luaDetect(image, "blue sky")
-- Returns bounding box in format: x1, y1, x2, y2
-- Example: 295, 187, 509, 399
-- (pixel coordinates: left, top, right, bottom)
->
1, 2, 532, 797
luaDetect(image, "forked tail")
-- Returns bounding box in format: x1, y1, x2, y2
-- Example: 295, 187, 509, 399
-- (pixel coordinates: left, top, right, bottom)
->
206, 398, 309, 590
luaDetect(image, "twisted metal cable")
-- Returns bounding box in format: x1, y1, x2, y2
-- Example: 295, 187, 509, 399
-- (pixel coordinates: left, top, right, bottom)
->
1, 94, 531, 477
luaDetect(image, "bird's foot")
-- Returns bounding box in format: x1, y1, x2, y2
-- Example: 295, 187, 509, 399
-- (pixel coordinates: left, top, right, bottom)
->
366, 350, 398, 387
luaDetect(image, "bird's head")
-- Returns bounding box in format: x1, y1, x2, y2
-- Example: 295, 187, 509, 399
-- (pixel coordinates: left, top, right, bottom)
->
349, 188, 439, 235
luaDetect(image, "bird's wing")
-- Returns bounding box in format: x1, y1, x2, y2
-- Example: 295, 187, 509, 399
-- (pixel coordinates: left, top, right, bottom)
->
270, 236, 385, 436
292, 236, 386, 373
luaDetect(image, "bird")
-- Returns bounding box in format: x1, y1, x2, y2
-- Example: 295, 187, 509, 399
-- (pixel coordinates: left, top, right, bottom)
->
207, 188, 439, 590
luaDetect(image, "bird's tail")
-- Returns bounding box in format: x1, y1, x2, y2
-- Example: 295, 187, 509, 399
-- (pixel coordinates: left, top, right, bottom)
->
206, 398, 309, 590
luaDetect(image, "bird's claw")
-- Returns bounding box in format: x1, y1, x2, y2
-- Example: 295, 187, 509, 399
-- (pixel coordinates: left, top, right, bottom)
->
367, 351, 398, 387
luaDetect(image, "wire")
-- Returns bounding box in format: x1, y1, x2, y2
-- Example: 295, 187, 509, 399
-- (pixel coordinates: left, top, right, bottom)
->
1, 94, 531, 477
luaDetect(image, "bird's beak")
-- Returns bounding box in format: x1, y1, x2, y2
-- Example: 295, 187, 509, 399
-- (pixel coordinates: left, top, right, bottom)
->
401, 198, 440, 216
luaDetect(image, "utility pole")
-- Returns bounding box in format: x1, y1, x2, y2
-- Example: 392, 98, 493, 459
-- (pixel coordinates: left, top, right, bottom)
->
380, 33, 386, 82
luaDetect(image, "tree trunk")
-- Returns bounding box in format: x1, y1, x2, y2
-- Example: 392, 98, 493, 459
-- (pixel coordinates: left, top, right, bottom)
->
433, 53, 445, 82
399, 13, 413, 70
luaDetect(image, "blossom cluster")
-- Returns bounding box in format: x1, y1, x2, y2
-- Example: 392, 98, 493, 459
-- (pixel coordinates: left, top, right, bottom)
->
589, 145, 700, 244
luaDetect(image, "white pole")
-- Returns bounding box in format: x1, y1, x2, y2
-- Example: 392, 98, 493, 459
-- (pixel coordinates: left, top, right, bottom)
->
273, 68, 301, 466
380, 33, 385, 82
------------------------------------------------------------------------
PROBLEM DESCRIPTION >>
Every line of the listing should be repeated exactly.

OUTPUT OF THE TASK >>
luaDetect(image, "blue sky")
-- Returns bounding box in format: x1, y1, x2, y2
-- Example: 295, 187, 509, 399
-- (pixel coordinates: left, top, right, bottom)
->
1, 2, 532, 797
luaDetect(image, "forked tail")
-- Returns bounding box in format: x1, y1, x2, y2
-- Example: 295, 187, 509, 399
-- (pixel coordinates: left, top, right, bottom)
->
206, 398, 309, 590
luaDetect(image, "twisted metal cable")
-- Returns bounding box in format: x1, y1, x2, y2
-- Example: 295, 187, 509, 399
-- (pixel coordinates: left, top, right, bottom)
->
1, 94, 531, 477
luaDetect(image, "bird's foot")
-- Returns bounding box in format: x1, y1, x2, y2
-- Example: 295, 187, 509, 399
-- (pixel coordinates: left, top, right, bottom)
->
366, 350, 398, 387
luaDetect(image, "bird's head")
-- Returns bounding box in format: x1, y1, x2, y2
-- Example: 295, 187, 509, 399
-- (pixel coordinates: left, top, right, bottom)
->
349, 188, 439, 235
luaDetect(image, "bird's wing")
-- Returns bounding box in format: x1, y1, x2, y2
-- Example: 295, 187, 509, 399
-- (pixel coordinates: left, top, right, bottom)
->
270, 236, 385, 436
292, 236, 386, 373
luaDetect(image, "bird")
-- Returns bounding box in format: x1, y1, x2, y2
-- Example: 295, 187, 509, 399
-- (pixel coordinates: left, top, right, bottom)
->
207, 188, 439, 590
luaDetect(image, "bird's tail")
-- Returns bounding box in format: x1, y1, x2, y2
-- Example: 295, 187, 509, 399
-- (pixel coordinates: left, top, right, bottom)
->
206, 398, 309, 590
luaDetect(image, "bird's claw")
-- Returns bounding box in format: x1, y1, x2, y2
-- Example: 295, 187, 509, 399
-- (pixel coordinates: left, top, right, bottom)
->
367, 351, 398, 387
luaDetect(image, "wire")
-- Returns bounding box in format: x1, y1, x2, y2
-- Example: 295, 187, 509, 399
-- (pixel coordinates: left, top, right, bottom)
->
1, 94, 531, 477
luaDetect(image, "bird's beak")
-- Returns bounding box in format: x1, y1, x2, y2
-- Example: 295, 187, 509, 399
-- (pixel coordinates: left, top, right, bottom)
->
401, 198, 440, 216
luaDetect(image, "utility pole")
-- Returns bounding box in format: x1, y1, x2, y2
-- Example: 392, 98, 493, 459
-- (pixel coordinates: left, top, right, bottom)
->
380, 33, 386, 82
luaDetect(image, "tree trunk")
-- Returns bounding box in format: x1, y1, x2, y2
-- Example: 392, 98, 493, 459
-- (pixel coordinates: left, top, right, bottom)
->
433, 53, 445, 82
399, 13, 413, 70
luaDetect(image, "blossom cluster")
-- Returns bounding box in format: x1, y1, x2, y2
-- Example: 392, 98, 493, 459
-- (pixel coordinates: left, top, right, bottom)
->
589, 145, 700, 244
luaDetect(image, "white pole")
-- Returns bounding box in format: x1, y1, x2, y2
-- Example: 392, 98, 493, 459
-- (pixel coordinates: left, top, right, bottom)
->
273, 68, 301, 466
380, 33, 385, 82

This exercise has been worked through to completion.